** PROBLEM STATEMENT **
The whole of the data is to be reproduced exactly.

┄┄┄┄┄┄┄┄┄┄

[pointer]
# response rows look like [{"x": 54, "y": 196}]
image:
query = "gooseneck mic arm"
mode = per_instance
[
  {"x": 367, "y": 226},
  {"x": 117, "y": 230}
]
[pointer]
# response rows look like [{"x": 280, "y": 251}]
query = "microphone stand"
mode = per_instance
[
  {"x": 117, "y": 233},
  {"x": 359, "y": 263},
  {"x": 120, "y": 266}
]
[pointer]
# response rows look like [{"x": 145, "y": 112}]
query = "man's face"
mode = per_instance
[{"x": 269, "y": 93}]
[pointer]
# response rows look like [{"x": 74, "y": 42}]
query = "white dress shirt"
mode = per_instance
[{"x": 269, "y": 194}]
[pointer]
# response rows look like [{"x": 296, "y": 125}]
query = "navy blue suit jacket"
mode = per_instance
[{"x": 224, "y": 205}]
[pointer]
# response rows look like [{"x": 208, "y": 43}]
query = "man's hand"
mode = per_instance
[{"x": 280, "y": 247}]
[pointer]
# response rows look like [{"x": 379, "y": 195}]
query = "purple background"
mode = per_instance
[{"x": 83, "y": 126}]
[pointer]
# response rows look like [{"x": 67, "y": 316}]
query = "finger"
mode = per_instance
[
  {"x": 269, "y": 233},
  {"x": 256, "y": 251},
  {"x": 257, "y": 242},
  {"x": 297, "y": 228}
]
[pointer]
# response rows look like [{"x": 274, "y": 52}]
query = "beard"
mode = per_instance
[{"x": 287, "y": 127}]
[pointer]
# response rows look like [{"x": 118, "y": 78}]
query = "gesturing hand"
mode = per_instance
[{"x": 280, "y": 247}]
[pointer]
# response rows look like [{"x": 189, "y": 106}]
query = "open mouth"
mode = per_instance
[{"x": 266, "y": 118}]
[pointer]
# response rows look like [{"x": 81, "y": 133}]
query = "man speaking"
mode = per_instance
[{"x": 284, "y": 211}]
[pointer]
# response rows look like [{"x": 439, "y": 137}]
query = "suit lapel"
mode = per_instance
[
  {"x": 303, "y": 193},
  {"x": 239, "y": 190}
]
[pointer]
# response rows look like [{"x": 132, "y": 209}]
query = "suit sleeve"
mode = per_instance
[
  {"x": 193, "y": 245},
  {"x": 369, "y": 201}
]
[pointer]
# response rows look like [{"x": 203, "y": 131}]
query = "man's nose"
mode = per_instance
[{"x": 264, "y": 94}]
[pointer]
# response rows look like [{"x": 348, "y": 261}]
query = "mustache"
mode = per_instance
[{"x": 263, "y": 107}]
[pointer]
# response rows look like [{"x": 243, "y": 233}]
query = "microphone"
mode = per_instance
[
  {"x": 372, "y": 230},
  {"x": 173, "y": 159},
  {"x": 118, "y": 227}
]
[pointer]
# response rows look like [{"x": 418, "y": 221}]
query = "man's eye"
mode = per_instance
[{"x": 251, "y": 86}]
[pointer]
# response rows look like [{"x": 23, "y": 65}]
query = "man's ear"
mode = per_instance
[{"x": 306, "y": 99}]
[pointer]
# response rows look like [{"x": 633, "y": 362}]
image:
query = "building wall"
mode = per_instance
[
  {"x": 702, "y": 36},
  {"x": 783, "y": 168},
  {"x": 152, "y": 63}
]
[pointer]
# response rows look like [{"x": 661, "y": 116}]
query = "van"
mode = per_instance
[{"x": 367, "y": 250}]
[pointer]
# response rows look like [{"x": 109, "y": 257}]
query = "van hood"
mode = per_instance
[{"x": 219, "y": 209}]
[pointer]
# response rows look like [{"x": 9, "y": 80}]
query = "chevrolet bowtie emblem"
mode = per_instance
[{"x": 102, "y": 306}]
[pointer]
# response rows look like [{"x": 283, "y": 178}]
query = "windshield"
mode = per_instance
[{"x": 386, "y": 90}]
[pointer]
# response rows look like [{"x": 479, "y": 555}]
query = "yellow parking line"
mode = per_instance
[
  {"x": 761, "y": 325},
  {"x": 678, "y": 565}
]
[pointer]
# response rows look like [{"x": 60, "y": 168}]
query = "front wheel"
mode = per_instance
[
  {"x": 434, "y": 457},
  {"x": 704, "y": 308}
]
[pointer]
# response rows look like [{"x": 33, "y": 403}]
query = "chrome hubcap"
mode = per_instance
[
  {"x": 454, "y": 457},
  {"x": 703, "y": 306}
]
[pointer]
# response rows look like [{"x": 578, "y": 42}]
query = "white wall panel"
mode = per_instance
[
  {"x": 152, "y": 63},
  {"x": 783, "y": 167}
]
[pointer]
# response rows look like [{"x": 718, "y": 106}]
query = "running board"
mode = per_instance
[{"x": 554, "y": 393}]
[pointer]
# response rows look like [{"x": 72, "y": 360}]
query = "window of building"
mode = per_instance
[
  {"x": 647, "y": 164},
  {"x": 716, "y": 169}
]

┄┄┄┄┄┄┄┄┄┄

** PROBLEM SOLUTION **
[pointer]
# response rows look like [{"x": 54, "y": 196}]
image:
query = "gooseneck mic arm"
mode = per_instance
[
  {"x": 367, "y": 226},
  {"x": 117, "y": 230}
]
[pointer]
# response rows look like [{"x": 280, "y": 251}]
query = "microphone stand"
mode = per_instance
[
  {"x": 117, "y": 233},
  {"x": 359, "y": 263},
  {"x": 120, "y": 266}
]
[pointer]
# response rows look like [{"x": 145, "y": 112}]
query = "man's face"
mode = per_instance
[{"x": 269, "y": 93}]
[pointer]
# response rows look like [{"x": 74, "y": 42}]
query = "white dress shirt"
mode = per_instance
[{"x": 269, "y": 194}]
[pointer]
# response rows look like [{"x": 296, "y": 125}]
query = "navy blue suit jacket"
mode = per_instance
[{"x": 224, "y": 205}]
[pointer]
# response rows look like [{"x": 208, "y": 43}]
query = "man's hand"
mode = per_instance
[{"x": 280, "y": 247}]
[pointer]
# response rows look like [{"x": 379, "y": 195}]
query = "purple background"
mode = per_instance
[{"x": 83, "y": 126}]
[pointer]
# response rows look like [{"x": 67, "y": 316}]
query = "finger"
mode = per_instance
[
  {"x": 269, "y": 233},
  {"x": 256, "y": 251},
  {"x": 257, "y": 242},
  {"x": 297, "y": 228}
]
[pointer]
# response rows look like [{"x": 274, "y": 52}]
query = "beard"
mode = per_instance
[{"x": 287, "y": 127}]
[pointer]
# response rows look like [{"x": 118, "y": 78}]
query = "gesturing hand"
mode = per_instance
[{"x": 280, "y": 247}]
[pointer]
# response rows look like [{"x": 189, "y": 106}]
query = "open mouth"
mode = per_instance
[{"x": 266, "y": 118}]
[pointer]
# response rows look like [{"x": 81, "y": 133}]
query = "man speaking"
mode = per_instance
[{"x": 284, "y": 211}]
[pointer]
# response rows look like [{"x": 439, "y": 137}]
query = "suit lapel"
mode = per_instance
[
  {"x": 303, "y": 193},
  {"x": 239, "y": 190}
]
[pointer]
# response rows look like [{"x": 132, "y": 209}]
query = "suit sleeve"
mode = per_instance
[
  {"x": 193, "y": 245},
  {"x": 369, "y": 201}
]
[pointer]
# response rows look like [{"x": 203, "y": 131}]
query = "man's nose"
mode = per_instance
[{"x": 264, "y": 94}]
[pointer]
# response rows look like [{"x": 348, "y": 261}]
query = "mustache"
mode = per_instance
[{"x": 263, "y": 107}]
[pointer]
# response rows look like [{"x": 243, "y": 233}]
query = "microphone"
mode = per_instance
[
  {"x": 372, "y": 230},
  {"x": 173, "y": 159},
  {"x": 118, "y": 227}
]
[pointer]
# response rows look like [{"x": 418, "y": 221}]
query = "man's eye"
mode = per_instance
[{"x": 251, "y": 86}]
[pointer]
# response rows look like [{"x": 23, "y": 65}]
query = "man's ear"
mode = per_instance
[{"x": 306, "y": 99}]
[pointer]
# response rows look like [{"x": 633, "y": 362}]
image:
query = "building wall"
mode = per_instance
[
  {"x": 702, "y": 36},
  {"x": 783, "y": 168},
  {"x": 152, "y": 63}
]
[pointer]
# response rows look like [{"x": 661, "y": 116}]
query = "van"
mode = per_instance
[{"x": 367, "y": 250}]
[pointer]
# response rows look like [{"x": 109, "y": 257}]
query = "van hood"
mode = per_instance
[{"x": 219, "y": 209}]
[pointer]
# response rows look like [{"x": 9, "y": 80}]
query = "chevrolet bowtie emblem"
mode = per_instance
[{"x": 102, "y": 306}]
[pointer]
# response rows look like [{"x": 283, "y": 178}]
query = "windshield"
mode = per_instance
[{"x": 386, "y": 90}]
[pointer]
# response rows look like [{"x": 479, "y": 555}]
query = "yellow parking line"
mode = per_instance
[
  {"x": 761, "y": 325},
  {"x": 678, "y": 565}
]
[pointer]
# response rows look like [{"x": 60, "y": 168}]
query = "front wheel"
mode = per_instance
[
  {"x": 434, "y": 457},
  {"x": 704, "y": 308}
]
[pointer]
# response rows look like [{"x": 33, "y": 403}]
query = "chrome hubcap"
mode = per_instance
[
  {"x": 454, "y": 457},
  {"x": 703, "y": 306}
]
[pointer]
# response rows look like [{"x": 578, "y": 42}]
query = "white wall panel"
mode = per_instance
[
  {"x": 152, "y": 63},
  {"x": 783, "y": 167}
]
[pointer]
# response rows look like [{"x": 718, "y": 106}]
query = "running board"
mode = per_instance
[{"x": 554, "y": 393}]
[pointer]
# response rows look like [{"x": 72, "y": 360}]
query = "window of building"
mode = per_instance
[
  {"x": 647, "y": 164},
  {"x": 716, "y": 169}
]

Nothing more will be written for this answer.